(PASSAGE PROVIDED):
- Opening Delimiter -
Womenz Magazine

Tragic image of seven-year-old boy who weighs just 7kg exposes Yemen’s ‘forgotten war’

A heartbreaking image of a starving seven-year-old boy weighing just 15lbs (7kg) exposes the cruel reality of the ‘forgotten’ Yemen war.

Faid Samim, paralysed and severely malnourished, is shown curled up on a hospital bed in the Yemeni capital Sanaa in the newly-released photo.

His family had to travel 105 miles through checkpoints and damaged roads to get him to the Al-Sabeen hospital, the Mirror reports.

“He was almost gone when he arrived but thank God we were able to do what was necessary and he started improving,” Rageh Mohammed, supervising doctor of hospital’s malnutrition ward, said.

“He is suffering from CP (cerebral palsy) and severe malnutrition.”

Unable to afford Faid’s medication or treatment, his family relies on donations to get him treated.
- Closing Delimiter -
(PROBLEM SET):
a – List every place named in the article about the starving boy in Yemen.
b – Rewrite the part of the article about the boy in Yemen starting with "Faid Samim, paralysed" and going on through "malnutrition ward, said.", replacing "checkpoints" with "roadblocks".

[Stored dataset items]
- Opening Delimiter -
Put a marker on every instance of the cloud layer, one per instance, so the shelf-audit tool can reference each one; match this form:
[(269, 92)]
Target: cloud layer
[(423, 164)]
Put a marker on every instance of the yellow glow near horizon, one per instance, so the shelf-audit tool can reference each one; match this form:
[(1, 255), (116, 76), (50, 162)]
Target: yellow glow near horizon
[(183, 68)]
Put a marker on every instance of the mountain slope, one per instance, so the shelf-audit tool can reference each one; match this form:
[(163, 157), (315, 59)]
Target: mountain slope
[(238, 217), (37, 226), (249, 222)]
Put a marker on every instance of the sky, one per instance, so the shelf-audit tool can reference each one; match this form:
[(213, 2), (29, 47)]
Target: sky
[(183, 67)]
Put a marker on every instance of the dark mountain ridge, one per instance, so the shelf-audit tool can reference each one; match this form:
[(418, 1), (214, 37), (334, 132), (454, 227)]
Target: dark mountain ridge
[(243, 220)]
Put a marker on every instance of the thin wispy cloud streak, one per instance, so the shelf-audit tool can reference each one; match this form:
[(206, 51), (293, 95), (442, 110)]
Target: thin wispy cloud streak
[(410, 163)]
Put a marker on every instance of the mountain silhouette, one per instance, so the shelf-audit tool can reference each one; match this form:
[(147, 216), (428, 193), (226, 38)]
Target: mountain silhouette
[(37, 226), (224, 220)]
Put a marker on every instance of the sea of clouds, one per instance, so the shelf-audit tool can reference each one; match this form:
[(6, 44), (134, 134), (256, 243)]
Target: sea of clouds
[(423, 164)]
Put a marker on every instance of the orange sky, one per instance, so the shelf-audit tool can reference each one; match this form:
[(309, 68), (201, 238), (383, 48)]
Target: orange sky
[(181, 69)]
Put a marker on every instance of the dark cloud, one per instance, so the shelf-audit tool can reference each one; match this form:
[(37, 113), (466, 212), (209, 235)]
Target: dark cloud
- Closing Delimiter -
(ANSWERS BY TASK):
a –
Yemen
Sanaa
Al-Sabeen hospital

b –
Faid Samim, paralysed and severely malnourished, is shown curled up on a hospital bed in the Yemeni capital Sanaa in the newly-released photo.

His family had to travel 105 miles through roadblocks and damaged roads to get him to the Al-Sabeen hospital, the Mirror reports.

“He was almost gone when he arrived but thank God we were able to do what was necessary and he started improving,” Rageh Mohammed, supervising doctor of hospital’s malnutrition ward, said.